• _DATA PROVIDED_
┄┄┄┄┄┄┄┄┄┄
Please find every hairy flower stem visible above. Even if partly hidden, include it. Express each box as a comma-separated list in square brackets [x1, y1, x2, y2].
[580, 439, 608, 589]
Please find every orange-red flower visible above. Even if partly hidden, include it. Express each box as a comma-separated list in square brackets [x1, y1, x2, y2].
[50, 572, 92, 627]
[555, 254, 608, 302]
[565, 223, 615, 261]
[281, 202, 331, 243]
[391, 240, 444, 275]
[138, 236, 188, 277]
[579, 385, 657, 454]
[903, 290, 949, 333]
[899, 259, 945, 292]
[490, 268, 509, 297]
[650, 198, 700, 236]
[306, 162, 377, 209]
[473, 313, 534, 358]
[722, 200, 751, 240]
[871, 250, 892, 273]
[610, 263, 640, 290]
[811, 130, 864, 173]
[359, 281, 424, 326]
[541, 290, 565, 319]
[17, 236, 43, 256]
┄┄┄┄┄┄┄┄┄┄
• _DESCRIPTION OF THE TASK_
Copy the lines above, starting with the line that contains "Please find every orange-red" and continuing through the last line, exactly as they appear.

• _REPLY TO THE EXERCISE_
Please find every orange-red flower visible above. Even if partly hidden, include it. Express each box as a comma-separated list in square brackets [x1, y1, x2, y2].
[50, 572, 92, 627]
[555, 254, 608, 302]
[565, 223, 615, 261]
[281, 202, 331, 243]
[391, 240, 444, 275]
[138, 236, 188, 277]
[579, 385, 657, 454]
[903, 290, 949, 333]
[899, 259, 945, 292]
[490, 268, 509, 297]
[650, 198, 700, 236]
[306, 162, 377, 209]
[473, 313, 534, 358]
[722, 200, 751, 240]
[871, 250, 892, 273]
[610, 263, 640, 290]
[811, 130, 864, 173]
[359, 281, 424, 326]
[541, 290, 565, 319]
[17, 236, 43, 256]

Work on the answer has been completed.